---- Exercise inputs
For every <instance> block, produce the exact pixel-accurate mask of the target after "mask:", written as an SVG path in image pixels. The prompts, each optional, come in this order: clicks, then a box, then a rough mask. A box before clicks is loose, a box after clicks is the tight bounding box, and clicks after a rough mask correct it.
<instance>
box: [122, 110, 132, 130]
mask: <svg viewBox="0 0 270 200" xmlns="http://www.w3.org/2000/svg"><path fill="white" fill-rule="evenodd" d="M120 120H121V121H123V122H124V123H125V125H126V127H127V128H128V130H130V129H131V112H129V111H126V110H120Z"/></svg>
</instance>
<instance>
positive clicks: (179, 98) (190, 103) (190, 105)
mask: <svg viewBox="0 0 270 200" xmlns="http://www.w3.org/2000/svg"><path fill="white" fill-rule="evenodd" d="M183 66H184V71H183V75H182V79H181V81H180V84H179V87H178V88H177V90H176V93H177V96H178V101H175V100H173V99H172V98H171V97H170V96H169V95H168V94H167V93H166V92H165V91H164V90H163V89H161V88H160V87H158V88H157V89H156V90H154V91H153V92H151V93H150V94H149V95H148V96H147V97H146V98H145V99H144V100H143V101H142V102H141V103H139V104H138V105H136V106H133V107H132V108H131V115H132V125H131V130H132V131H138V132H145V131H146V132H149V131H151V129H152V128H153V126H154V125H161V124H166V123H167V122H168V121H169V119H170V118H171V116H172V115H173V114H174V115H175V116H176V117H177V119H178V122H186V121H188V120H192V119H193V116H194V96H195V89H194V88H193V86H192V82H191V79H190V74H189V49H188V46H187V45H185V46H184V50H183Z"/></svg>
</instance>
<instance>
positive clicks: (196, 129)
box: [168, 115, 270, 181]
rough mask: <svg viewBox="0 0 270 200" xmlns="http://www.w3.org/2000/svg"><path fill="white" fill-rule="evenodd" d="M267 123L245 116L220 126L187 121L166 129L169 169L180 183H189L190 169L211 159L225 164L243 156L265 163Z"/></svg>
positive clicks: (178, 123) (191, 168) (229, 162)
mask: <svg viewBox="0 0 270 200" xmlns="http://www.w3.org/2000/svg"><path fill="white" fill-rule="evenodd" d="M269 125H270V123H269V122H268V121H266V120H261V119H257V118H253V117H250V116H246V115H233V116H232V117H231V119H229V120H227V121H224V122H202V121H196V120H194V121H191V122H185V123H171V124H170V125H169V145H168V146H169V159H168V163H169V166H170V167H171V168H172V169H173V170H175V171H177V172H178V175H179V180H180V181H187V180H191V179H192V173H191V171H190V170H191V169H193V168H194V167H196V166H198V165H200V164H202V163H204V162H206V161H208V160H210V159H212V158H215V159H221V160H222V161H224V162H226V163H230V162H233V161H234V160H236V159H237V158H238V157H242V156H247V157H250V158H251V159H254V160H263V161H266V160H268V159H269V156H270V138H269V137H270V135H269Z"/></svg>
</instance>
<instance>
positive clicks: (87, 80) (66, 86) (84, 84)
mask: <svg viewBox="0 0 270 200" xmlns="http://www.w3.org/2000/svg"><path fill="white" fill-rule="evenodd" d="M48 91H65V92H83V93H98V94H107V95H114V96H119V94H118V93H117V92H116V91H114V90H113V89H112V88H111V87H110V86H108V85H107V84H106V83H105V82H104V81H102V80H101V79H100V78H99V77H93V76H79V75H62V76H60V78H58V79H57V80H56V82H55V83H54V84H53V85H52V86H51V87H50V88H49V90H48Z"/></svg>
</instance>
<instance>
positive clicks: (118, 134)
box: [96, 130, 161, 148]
--------
## Activity
Would you repeat each of the records above exactly?

## Result of the task
For every <instance> block, produce the exact pixel-accurate mask of the target after "mask:", written as an SVG path in image pixels. The prompts, each optional, come in this order: clicks, then a box, then a rough mask. A box before clicks is loose, a box after clicks is the tight bounding box, and clicks after a rough mask correct it.
<instance>
box: [122, 110, 132, 130]
mask: <svg viewBox="0 0 270 200" xmlns="http://www.w3.org/2000/svg"><path fill="white" fill-rule="evenodd" d="M120 120H121V121H123V122H124V123H125V125H126V127H127V128H128V130H130V129H131V112H129V111H126V110H120Z"/></svg>
</instance>
<instance>
positive clicks: (179, 98) (190, 103) (190, 105)
mask: <svg viewBox="0 0 270 200" xmlns="http://www.w3.org/2000/svg"><path fill="white" fill-rule="evenodd" d="M183 66H184V71H183V75H182V79H181V81H180V84H179V87H178V88H177V90H176V93H177V96H178V101H175V100H173V99H172V98H171V97H170V96H169V95H168V94H167V93H166V92H165V91H164V90H163V89H161V88H160V87H158V88H157V89H156V90H154V91H153V92H151V93H150V94H149V95H148V96H147V97H146V98H145V99H144V100H143V101H142V102H141V103H139V104H138V105H136V106H133V107H132V108H131V115H132V125H131V130H132V131H138V132H145V131H146V132H149V131H151V129H152V128H153V126H154V125H161V124H166V123H167V122H168V121H169V119H170V118H171V116H172V115H173V114H174V115H175V116H176V117H177V119H178V122H186V121H188V120H192V119H193V116H194V96H195V89H194V88H193V86H192V82H191V79H190V74H189V49H188V46H187V45H185V46H184V50H183Z"/></svg>
</instance>
<instance>
positive clicks: (196, 129)
box: [168, 115, 270, 181]
rough mask: <svg viewBox="0 0 270 200" xmlns="http://www.w3.org/2000/svg"><path fill="white" fill-rule="evenodd" d="M267 123L245 116L220 126L187 121L166 129L169 169L180 183H189L190 169L211 159L225 164L243 156L265 163Z"/></svg>
positive clicks: (178, 123) (191, 168) (229, 162)
mask: <svg viewBox="0 0 270 200" xmlns="http://www.w3.org/2000/svg"><path fill="white" fill-rule="evenodd" d="M269 125H270V123H269V122H268V121H266V120H261V119H257V118H253V117H250V116H246V115H233V116H232V117H231V119H229V120H227V121H224V122H202V121H196V120H194V121H191V122H185V123H171V124H170V125H169V145H168V146H169V159H168V163H169V166H170V167H171V168H172V169H173V170H175V171H177V172H178V175H179V180H180V181H187V180H191V179H192V173H191V171H190V170H191V169H193V168H194V167H196V166H198V165H200V164H202V163H204V162H206V161H208V160H210V159H212V158H215V159H221V160H222V161H224V162H226V163H230V162H233V161H234V160H236V159H237V158H238V157H242V156H247V157H250V158H251V159H254V160H263V161H266V160H268V159H269V156H270V138H269V137H270V135H269Z"/></svg>
</instance>
<instance>
positive clicks: (87, 80) (66, 86) (84, 84)
mask: <svg viewBox="0 0 270 200" xmlns="http://www.w3.org/2000/svg"><path fill="white" fill-rule="evenodd" d="M48 91H65V92H83V93H98V94H107V95H114V96H119V94H118V93H117V92H116V91H114V90H113V89H112V88H111V87H110V86H108V85H107V84H106V83H105V82H104V81H102V80H101V79H100V78H99V77H93V76H79V75H62V76H60V78H58V79H57V80H56V82H55V83H54V84H53V85H52V86H51V87H50V88H49V90H48Z"/></svg>
</instance>
<instance>
positive clicks: (118, 134)
box: [96, 130, 161, 148]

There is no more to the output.